- [Collected data entries]:
╭──
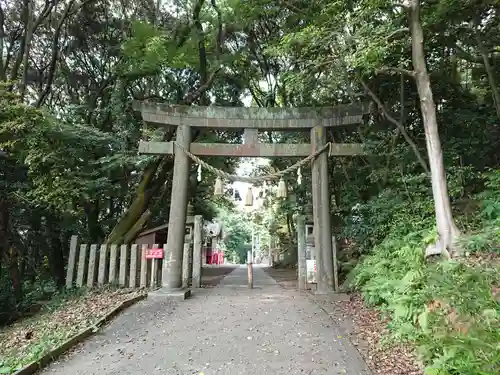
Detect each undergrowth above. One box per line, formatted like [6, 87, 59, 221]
[347, 170, 500, 375]
[0, 286, 140, 374]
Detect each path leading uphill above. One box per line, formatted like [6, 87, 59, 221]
[41, 265, 371, 375]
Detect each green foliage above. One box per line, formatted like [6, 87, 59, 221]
[342, 172, 436, 252]
[120, 21, 187, 77]
[459, 220, 500, 255]
[458, 171, 500, 255]
[219, 207, 252, 263]
[349, 171, 500, 374]
[0, 85, 119, 213]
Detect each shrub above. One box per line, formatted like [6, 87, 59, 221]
[350, 224, 499, 375]
[349, 170, 500, 375]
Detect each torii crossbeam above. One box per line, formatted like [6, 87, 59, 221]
[134, 101, 369, 295]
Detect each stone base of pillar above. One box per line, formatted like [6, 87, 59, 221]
[148, 288, 192, 301]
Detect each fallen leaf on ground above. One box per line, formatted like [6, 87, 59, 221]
[0, 287, 145, 374]
[263, 267, 424, 375]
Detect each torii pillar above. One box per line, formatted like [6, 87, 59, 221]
[311, 125, 334, 293]
[163, 125, 191, 290]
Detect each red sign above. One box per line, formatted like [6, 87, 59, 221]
[145, 248, 164, 259]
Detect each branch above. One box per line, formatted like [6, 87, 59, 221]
[181, 68, 220, 105]
[32, 0, 55, 33]
[36, 0, 77, 107]
[210, 0, 223, 58]
[68, 0, 98, 16]
[192, 0, 209, 105]
[0, 4, 6, 80]
[248, 85, 264, 107]
[455, 43, 500, 64]
[454, 43, 483, 63]
[387, 27, 409, 40]
[358, 76, 430, 174]
[397, 0, 411, 9]
[382, 73, 405, 186]
[377, 66, 416, 77]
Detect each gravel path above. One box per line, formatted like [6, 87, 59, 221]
[41, 265, 371, 375]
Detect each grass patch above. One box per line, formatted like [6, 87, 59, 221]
[0, 287, 145, 374]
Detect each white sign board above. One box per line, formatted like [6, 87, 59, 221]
[306, 259, 317, 283]
[306, 245, 315, 260]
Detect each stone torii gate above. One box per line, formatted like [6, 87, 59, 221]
[134, 102, 368, 294]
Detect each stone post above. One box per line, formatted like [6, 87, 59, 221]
[108, 245, 118, 285]
[119, 244, 128, 287]
[65, 235, 78, 289]
[211, 236, 217, 262]
[296, 215, 306, 290]
[267, 236, 272, 266]
[97, 244, 108, 286]
[129, 244, 138, 288]
[192, 215, 203, 288]
[151, 243, 159, 288]
[163, 125, 191, 289]
[247, 250, 253, 289]
[182, 243, 191, 288]
[76, 244, 87, 287]
[187, 239, 193, 284]
[87, 244, 98, 289]
[140, 244, 148, 288]
[108, 244, 118, 284]
[332, 235, 339, 291]
[311, 125, 334, 293]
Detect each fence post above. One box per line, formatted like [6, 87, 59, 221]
[76, 244, 88, 287]
[97, 244, 108, 286]
[108, 244, 118, 284]
[129, 244, 138, 288]
[150, 244, 159, 288]
[192, 216, 203, 288]
[332, 236, 339, 291]
[87, 244, 98, 288]
[119, 244, 128, 287]
[247, 250, 253, 289]
[65, 235, 79, 289]
[296, 216, 307, 290]
[182, 243, 190, 288]
[140, 244, 148, 288]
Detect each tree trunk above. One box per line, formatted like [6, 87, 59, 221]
[47, 215, 65, 288]
[105, 157, 163, 244]
[122, 209, 152, 244]
[85, 200, 104, 243]
[1, 199, 22, 300]
[0, 4, 6, 81]
[473, 27, 500, 120]
[407, 0, 459, 258]
[0, 199, 8, 275]
[18, 0, 34, 99]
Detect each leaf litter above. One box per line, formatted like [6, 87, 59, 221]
[337, 294, 424, 375]
[0, 287, 145, 374]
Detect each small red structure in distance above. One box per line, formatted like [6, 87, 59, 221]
[145, 248, 164, 259]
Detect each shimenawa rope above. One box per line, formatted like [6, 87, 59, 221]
[172, 141, 332, 184]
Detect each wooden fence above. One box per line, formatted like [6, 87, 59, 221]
[65, 236, 164, 290]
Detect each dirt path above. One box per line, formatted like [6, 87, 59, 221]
[41, 265, 371, 375]
[263, 267, 424, 375]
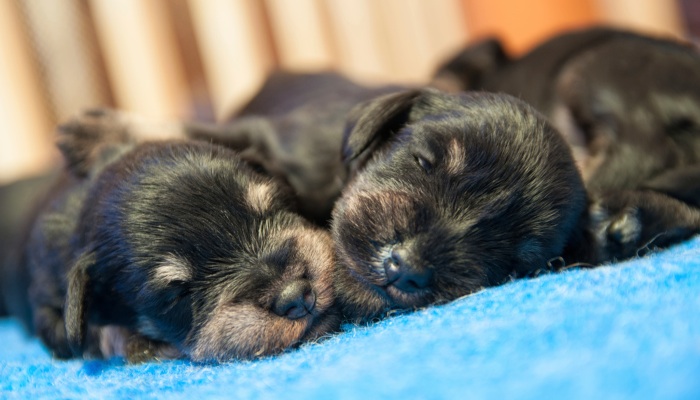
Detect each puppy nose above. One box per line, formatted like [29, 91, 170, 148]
[383, 247, 432, 292]
[273, 280, 316, 319]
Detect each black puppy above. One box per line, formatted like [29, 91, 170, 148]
[9, 110, 338, 362]
[183, 74, 587, 321]
[434, 27, 700, 263]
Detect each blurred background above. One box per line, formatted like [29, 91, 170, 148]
[0, 0, 697, 185]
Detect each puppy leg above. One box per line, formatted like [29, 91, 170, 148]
[589, 190, 700, 263]
[184, 117, 281, 174]
[641, 165, 700, 208]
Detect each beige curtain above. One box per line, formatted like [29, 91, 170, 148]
[0, 0, 687, 184]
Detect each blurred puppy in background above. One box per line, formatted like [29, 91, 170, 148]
[0, 172, 57, 323]
[434, 27, 700, 264]
[185, 74, 587, 322]
[1, 110, 338, 362]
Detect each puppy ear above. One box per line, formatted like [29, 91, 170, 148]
[57, 108, 133, 177]
[342, 90, 423, 173]
[64, 251, 96, 357]
[432, 38, 508, 92]
[641, 165, 700, 208]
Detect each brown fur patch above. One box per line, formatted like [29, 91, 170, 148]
[245, 183, 274, 214]
[150, 255, 192, 288]
[190, 303, 308, 362]
[445, 138, 466, 175]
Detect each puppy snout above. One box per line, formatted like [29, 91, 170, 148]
[273, 280, 316, 319]
[383, 247, 432, 292]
╰──
Could you repeat each line above exactly as written? Omit the pictures.

- [WRITTEN REPLY]:
Detect each undergrowth above. One box per line, formatted like [6, 87, 59, 221]
[347, 170, 500, 375]
[0, 286, 140, 374]
Detect each path leading uphill above. One box per line, formatted like [6, 87, 59, 221]
[41, 265, 371, 375]
Detect each green foliage above. One box per line, formatted like [6, 87, 59, 221]
[342, 172, 436, 252]
[120, 21, 187, 77]
[459, 220, 500, 255]
[458, 171, 500, 255]
[219, 207, 252, 263]
[349, 171, 500, 374]
[0, 85, 119, 213]
Detect each shrub above. One box per line, formatted like [6, 87, 59, 221]
[350, 224, 499, 375]
[349, 170, 500, 375]
Detect each torii crossbeam above. One box per line, formatted like [6, 87, 59, 221]
[134, 101, 369, 295]
Detect each stone base of pillar above. One box per line, formatted like [6, 87, 59, 221]
[148, 288, 192, 301]
Detect each fallen leaf on ground above. One box per line, formatted like [6, 87, 59, 221]
[0, 287, 145, 374]
[263, 267, 424, 375]
Detect each torii pillar above. One box per line, formatted like [6, 87, 59, 221]
[311, 125, 334, 293]
[163, 125, 191, 290]
Detect each red sign above. One box per line, formatted like [6, 87, 59, 221]
[145, 248, 164, 259]
Detect each branch above. One box per line, formatted like [6, 87, 59, 221]
[181, 68, 220, 105]
[32, 0, 55, 33]
[36, 0, 77, 107]
[210, 0, 223, 58]
[68, 0, 98, 16]
[192, 0, 209, 105]
[0, 4, 6, 80]
[248, 85, 264, 107]
[455, 43, 500, 64]
[454, 43, 483, 63]
[387, 27, 409, 40]
[358, 76, 430, 174]
[397, 0, 411, 9]
[382, 73, 405, 186]
[377, 66, 416, 77]
Detect each gravel path above. One box per line, formatted like [6, 87, 59, 221]
[41, 265, 371, 375]
Detect each grass patch above. One box per line, formatted like [6, 87, 59, 221]
[0, 287, 145, 374]
Detect each white sign board above. One box per line, formatted like [6, 87, 59, 221]
[306, 259, 317, 283]
[306, 245, 315, 260]
Detect each stone torii gate above. One box per line, formatted like [6, 87, 59, 221]
[134, 102, 368, 294]
Detect each stone post above. One box per line, formatted like [6, 87, 59, 221]
[108, 245, 118, 285]
[119, 244, 128, 287]
[65, 235, 78, 289]
[211, 236, 217, 262]
[296, 215, 306, 290]
[267, 236, 272, 266]
[97, 244, 108, 286]
[129, 244, 138, 288]
[192, 215, 203, 288]
[151, 243, 159, 288]
[163, 125, 191, 289]
[247, 250, 253, 289]
[182, 243, 191, 288]
[76, 244, 87, 287]
[187, 239, 193, 284]
[87, 244, 98, 289]
[140, 244, 148, 288]
[108, 244, 118, 284]
[332, 235, 339, 291]
[311, 125, 334, 293]
Detect each fence post above. One box per line, formatted like [6, 87, 59, 221]
[76, 244, 88, 287]
[97, 244, 108, 286]
[108, 244, 118, 284]
[129, 244, 138, 288]
[150, 244, 159, 288]
[192, 216, 203, 288]
[332, 236, 339, 291]
[87, 244, 98, 288]
[119, 244, 128, 287]
[247, 250, 253, 289]
[65, 235, 79, 289]
[296, 216, 307, 290]
[182, 243, 190, 288]
[140, 244, 148, 288]
Detect each tree trunk above. One box per line, formatted like [6, 87, 59, 221]
[47, 215, 65, 288]
[105, 157, 163, 244]
[122, 209, 152, 244]
[85, 200, 104, 243]
[1, 199, 22, 300]
[0, 4, 6, 81]
[473, 27, 500, 120]
[407, 0, 459, 258]
[0, 199, 8, 275]
[18, 0, 34, 99]
Detect each leaf litter above. One box per line, formatted like [6, 87, 59, 221]
[337, 294, 424, 375]
[0, 287, 145, 374]
Detect each small red structure in distance above. One box per line, formatted like [6, 87, 59, 221]
[145, 248, 164, 259]
Detect each shimenawa rope above. One box per line, formatted like [6, 87, 59, 221]
[172, 141, 332, 184]
Detect each wooden fence above. One box per line, formatted like [6, 87, 59, 221]
[65, 236, 164, 290]
Detect each dirt path above. One box per line, formatted like [6, 87, 59, 221]
[41, 265, 371, 375]
[263, 267, 424, 375]
Detect each puppy nose above. One box per line, formatted like [29, 91, 170, 148]
[383, 247, 432, 292]
[273, 280, 316, 319]
Detect each black puppy above. One box per line, formatted like [29, 91, 170, 148]
[9, 110, 338, 362]
[183, 74, 587, 321]
[434, 27, 700, 263]
Detect each blurred background above. One box per line, formatted like [29, 91, 170, 148]
[0, 0, 697, 185]
Detect each puppy leg above. One box per line, formatted like [29, 91, 170, 148]
[589, 190, 700, 263]
[184, 117, 281, 174]
[641, 165, 700, 208]
Detect each beige curtain above. One box per line, formatted like [29, 91, 170, 148]
[0, 0, 687, 184]
Detect each blurred puppy in background above. One box per line, formatted like [29, 91, 170, 148]
[0, 172, 57, 323]
[434, 27, 700, 264]
[185, 74, 587, 322]
[1, 110, 338, 362]
Detect each puppy ear above. One box per line, formatted like [29, 91, 170, 148]
[57, 108, 133, 177]
[342, 90, 423, 173]
[64, 251, 96, 357]
[432, 38, 508, 92]
[641, 165, 700, 208]
Detect each brown fur patch above. One box per line, formatted like [29, 91, 170, 148]
[245, 183, 274, 214]
[150, 255, 192, 288]
[190, 303, 308, 362]
[445, 138, 466, 175]
Detect each puppy snout above. One box per line, formatted like [29, 91, 170, 148]
[273, 280, 316, 319]
[383, 247, 432, 292]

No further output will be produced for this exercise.